Text -
◆ ◆ ◆ ◆

Thursday, October 26, 2017

Dealmaking mirage

If the absence of any signature legislation is an indication, the dealmaking skills that propelled Trump’s career in real estate and reality television have not translated well to government.

  WaPo
He didn't make deals even when he was a dealmaker. He just sold his name and pushed people around.
Tony Schwartz, a longtime student and now critic of Trump who co-wrote the mogul’s 1987 bestseller “The Art of the Deal,” said Trump’s dealmaking modus operandi is, “I am relentless and I am not burdened by the concern that what I’m doing is ethical or truthful or fair.”

[...]

“That’s a brutal environment in which misdirection and bullying and making one offer and changing it later are all common practice.”

[...]

“The expectation that you will stand by what you said you would do is higher in politics than it is in the cutthroat world of real estate,” Schwartz added.
But barely.
“We’re not getting the job done,” Trump said last Monday at his Cabinet meeting. “And I’m not going to blame myself, I’ll be honest.
Yeah. We know. "They are not getting the job done."
Indeed, Schumer and House Minority Leader Nancy Pelosi (D-Calif.) emerged from a September dinner with Trump thinking they had a deal with the president to back legislation protecting undocumented immigrants, known as “dreamers,” who were brought to the United States as children.

But in October, the Trump administration released a list of hard-line principles that effectively derailed any such deal.
In so many cases, it's a matter of who talks to him last.
The president boasted this past week of being able to easily pass tax legislation this fall, even though a bill has not been introduced.
He also bragged about easily repealing Obamacare. He brags about everything.
“I think we’re going to have the votes for taxes,” Trump said Friday in an interview with the Fox Business Network. “And I will say, the fact that health care is so difficult, I think, makes the taxes easier."
Brilliant. What a grasp he has on politics.

◆ ◆ ◆ ◆

Listed entries -
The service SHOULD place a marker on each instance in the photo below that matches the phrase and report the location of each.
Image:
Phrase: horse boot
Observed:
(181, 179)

◆ ◆ ◆ ◆

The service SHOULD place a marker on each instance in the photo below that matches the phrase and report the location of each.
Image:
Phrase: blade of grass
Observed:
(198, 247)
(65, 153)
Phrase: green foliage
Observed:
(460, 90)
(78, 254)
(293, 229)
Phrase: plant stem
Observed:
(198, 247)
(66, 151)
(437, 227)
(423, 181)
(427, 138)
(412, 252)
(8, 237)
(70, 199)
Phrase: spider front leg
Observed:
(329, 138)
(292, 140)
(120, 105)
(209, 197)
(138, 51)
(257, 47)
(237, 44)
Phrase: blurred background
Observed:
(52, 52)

◆ ◆ ◆ ◆

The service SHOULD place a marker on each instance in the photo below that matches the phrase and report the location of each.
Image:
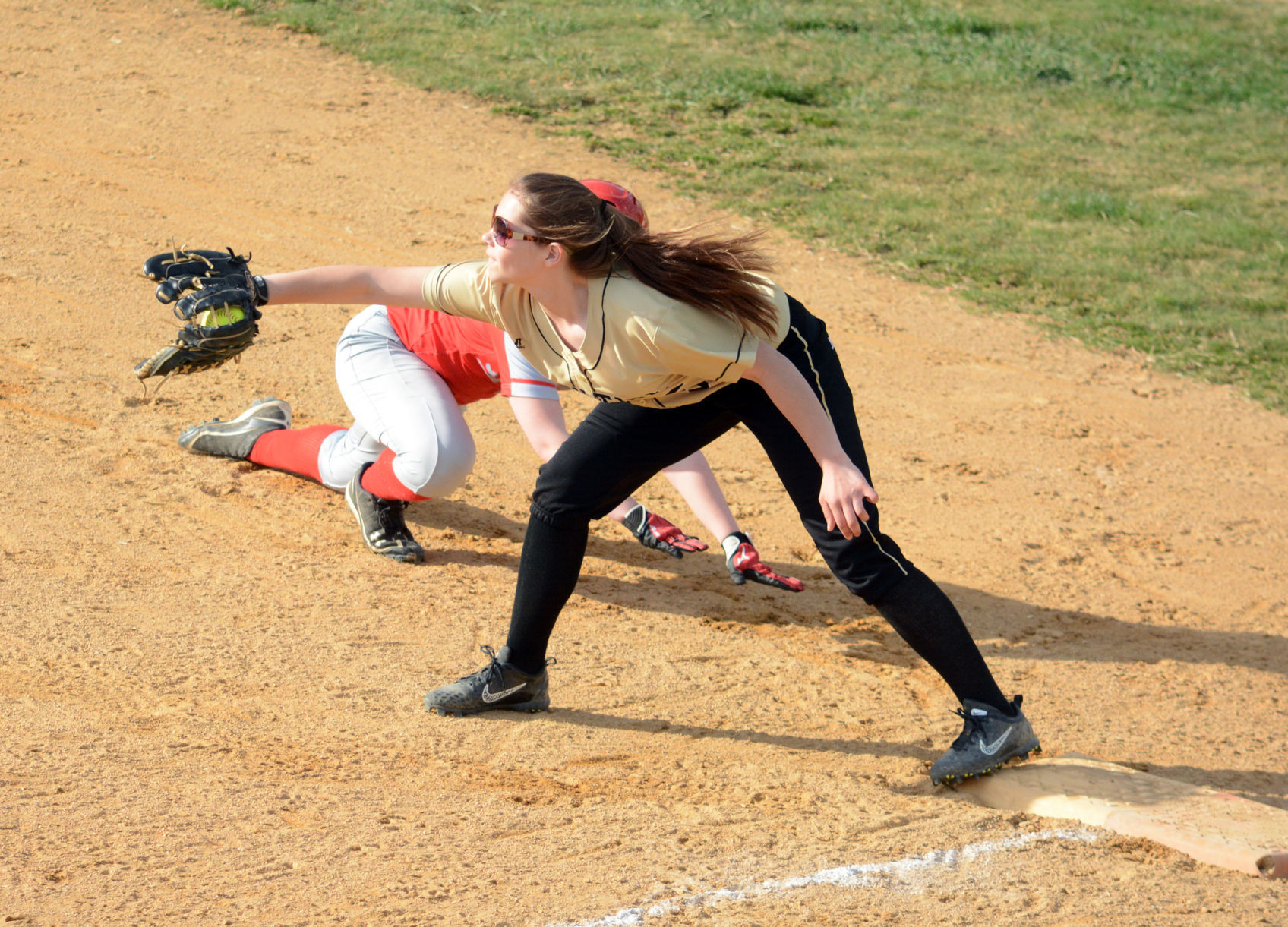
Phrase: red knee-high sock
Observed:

◆ ◆ ◆ ◆

Set down, word for word, the passage of the post on Trump's dealmaking between "If the absence" and "But barely.", inclusive.

If the absence of any signature legislation is an indication, the dealmaking skills that propelled Trump’s career in real estate and reality television have not translated well to government.

  WaPo
He didn't make deals even when he was a dealmaker. He just sold his name and pushed people around.
Tony Schwartz, a longtime student and now critic of Trump who co-wrote the mogul’s 1987 bestseller “The Art of the Deal,” said Trump’s dealmaking modus operandi is, “I am relentless and I am not burdened by the concern that what I’m doing is ethical or truthful or fair.”

[...]

“That’s a brutal environment in which misdirection and bullying and making one offer and changing it later are all common practice.”

[...]

“The expectation that you will stand by what you said you would do is higher in politics than it is in the cutthroat world of real estate,” Schwartz added.
But barely.